Excerpted text:
# # #
The aim of health insurance in Norway is to afford equal access to universal healthcare, regardless of economic or social status.

6. Great education system

The education system is funded by the government.

Public universities do not charge tuition or fees.

This applies to both citizens and foreigners who want to earn a degree in Norway.

In addition, the educational system in Norway is one of the best in the world.

You will be getting a free, high-quality education. 

This is one of the major attractions for foreign students who come to Norway for exactly this reason.

And, there are a few universities that offer programs in English

7. English is widely spoken

While Norwegian is the official language of the country, English is widely spoken everywhere.

You will have no problem fitting in or getting by in this country. 

And, Norwegians learn English in school.

They are very eager to practice their English with ex-pats.

However, you may still need to master the local language as it is spoken in social settings and many of the universities offer courses in the official language of the country.

If your goal is to attend university here, you may need to learn the language first, which may take anywhere from one year to three, with total immersion.

However, as previously mentioned, there are universities that offer courses in English. 

Cons of Living in Norway

1. High cost of living

The cost of living in Norway is rather high in comparison to other countries.

But, this cost will be affected by the location you choose to live in and the lifestyle you choose to adopt.
# # #
Set problem 1:
Please answer these about the excerpt on living in Norway:
(a) What funds the education system?
(b) How long may learning the language take with total immersion?
(c) What two things affect the cost of living?
Set problem 2: Repeat everything in the excerpt on living in Norway from "If your goal" down to "with total immersion.".
Set problem 3: Go on with the text about living in Norway, picking up after its last sentence.

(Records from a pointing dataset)
# # #
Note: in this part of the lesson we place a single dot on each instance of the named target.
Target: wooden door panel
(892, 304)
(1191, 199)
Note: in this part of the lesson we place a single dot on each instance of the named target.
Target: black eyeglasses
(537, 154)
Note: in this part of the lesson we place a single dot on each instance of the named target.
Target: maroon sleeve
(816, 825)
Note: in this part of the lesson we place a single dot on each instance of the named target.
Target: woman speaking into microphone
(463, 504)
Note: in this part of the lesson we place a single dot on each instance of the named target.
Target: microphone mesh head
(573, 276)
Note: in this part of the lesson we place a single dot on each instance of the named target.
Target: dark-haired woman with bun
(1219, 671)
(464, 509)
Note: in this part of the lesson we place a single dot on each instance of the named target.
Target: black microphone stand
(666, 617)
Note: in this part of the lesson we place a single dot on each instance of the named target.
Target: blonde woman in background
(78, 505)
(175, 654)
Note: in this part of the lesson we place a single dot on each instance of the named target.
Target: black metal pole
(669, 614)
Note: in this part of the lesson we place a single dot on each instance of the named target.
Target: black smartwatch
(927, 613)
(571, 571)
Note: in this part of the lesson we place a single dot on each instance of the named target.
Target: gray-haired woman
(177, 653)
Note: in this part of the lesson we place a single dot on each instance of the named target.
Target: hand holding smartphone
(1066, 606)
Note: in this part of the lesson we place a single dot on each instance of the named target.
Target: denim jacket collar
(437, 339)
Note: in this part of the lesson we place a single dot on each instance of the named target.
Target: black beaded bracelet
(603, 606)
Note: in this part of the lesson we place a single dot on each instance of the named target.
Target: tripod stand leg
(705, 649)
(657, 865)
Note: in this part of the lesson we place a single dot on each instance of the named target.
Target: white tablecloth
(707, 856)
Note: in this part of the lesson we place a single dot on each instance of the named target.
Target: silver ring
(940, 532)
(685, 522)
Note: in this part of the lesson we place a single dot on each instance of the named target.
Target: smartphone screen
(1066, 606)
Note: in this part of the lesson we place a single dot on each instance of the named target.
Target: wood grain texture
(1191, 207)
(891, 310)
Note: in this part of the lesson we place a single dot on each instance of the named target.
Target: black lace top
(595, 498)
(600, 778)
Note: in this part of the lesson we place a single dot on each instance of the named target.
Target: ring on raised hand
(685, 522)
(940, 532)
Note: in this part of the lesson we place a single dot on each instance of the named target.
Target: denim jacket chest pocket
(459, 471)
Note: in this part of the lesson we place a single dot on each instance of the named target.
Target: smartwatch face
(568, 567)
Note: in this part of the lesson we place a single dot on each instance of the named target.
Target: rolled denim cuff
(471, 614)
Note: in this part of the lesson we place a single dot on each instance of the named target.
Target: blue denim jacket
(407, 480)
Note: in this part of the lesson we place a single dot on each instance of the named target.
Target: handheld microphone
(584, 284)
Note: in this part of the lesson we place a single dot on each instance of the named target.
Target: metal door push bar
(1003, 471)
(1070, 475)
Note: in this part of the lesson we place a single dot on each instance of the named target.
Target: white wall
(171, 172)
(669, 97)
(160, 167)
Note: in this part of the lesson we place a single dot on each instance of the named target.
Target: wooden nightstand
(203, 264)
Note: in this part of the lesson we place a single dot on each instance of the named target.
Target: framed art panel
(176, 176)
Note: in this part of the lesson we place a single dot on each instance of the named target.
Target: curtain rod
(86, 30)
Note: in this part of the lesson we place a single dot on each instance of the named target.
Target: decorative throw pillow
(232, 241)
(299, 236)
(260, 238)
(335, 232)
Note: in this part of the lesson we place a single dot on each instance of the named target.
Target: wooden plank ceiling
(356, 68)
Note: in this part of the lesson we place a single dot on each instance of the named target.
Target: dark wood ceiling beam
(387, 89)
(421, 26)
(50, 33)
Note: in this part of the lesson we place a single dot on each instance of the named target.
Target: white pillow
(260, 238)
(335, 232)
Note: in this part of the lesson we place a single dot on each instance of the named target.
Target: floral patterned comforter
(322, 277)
# # #
Output 1:
(a) The government.
(b) Anywhere from one year to three.
(c) The location you choose to live in and the lifestyle you choose to adopt.

Output 2:
If your goal is to attend university here, you may need to learn the language first, which may take anywhere from one year to three, with total immersion.

Output 3:
On average, you will need to earn between $2,000 and $4,500 in order to get by in this Scandinavian country. 

The main factor driving up the cost of living in the Nordic countries is housing.

Rent on average is around $1,000 per month but you will need to put down a substantial deposit as well. 

But apart from the housing, there is no other way around this disadvantage.

Everything in this country is expensive.

From utilities to groceries, and even entertainment. 

The only offset is the cost of healthcare, education, and, in some cases, salary. 

2. The weather

Most of the country has a maritime climate with mild summers and cool winters.

The influence of the Atlantic Ocean means that the climate is warmer than one would expect from the location of this country.

But, do not be fooled, the winters can get bitterly cold and run well into April. 

During winter, the average temperature is often below freezing point and you will see that the whole country is covered in a blanket of snow.

The cold weather can be attributed to the fact that the sun does not come up in the north of the arctic circle, which means that this country gets very little heat during the winter. 

3. Learning the language

So we did mention that this was not an absolute requirement, but it does help to familiarise yourself with the language.

The problem is that this is a challenging language to master.

It may not be as difficult as Arabic, Mandarin, or Russian, but it is, nonetheless, still challenging. 

And, to better infuse into social circles, it may be a requirement. 

4. Tobacco and alcohol are expensive

If you like to consume alcohol and enjoy smoking, then you may want to reconsider the move to Norway.

According to data from the European agency, Eurostat, Norway is the most expensive country in Europe when it comes to tobacco and alcohol prices. 

In addition, consumer prices in Norway were 50% higher than the national average for all of Europe.

And, alcohol and tobacco products were 136% higher than the European average. 

5. Property is expensive

Overall, the average price for a home or apartment in Norway is exceptionally high.

This will depend on the region where the property is located as well as the type of property.

But on average, you can expect to pay around $5,150 per square meter in Norway. 

If you calculate that, the average price you can expect to pay for a 1,600-square-foot home is around $535,000.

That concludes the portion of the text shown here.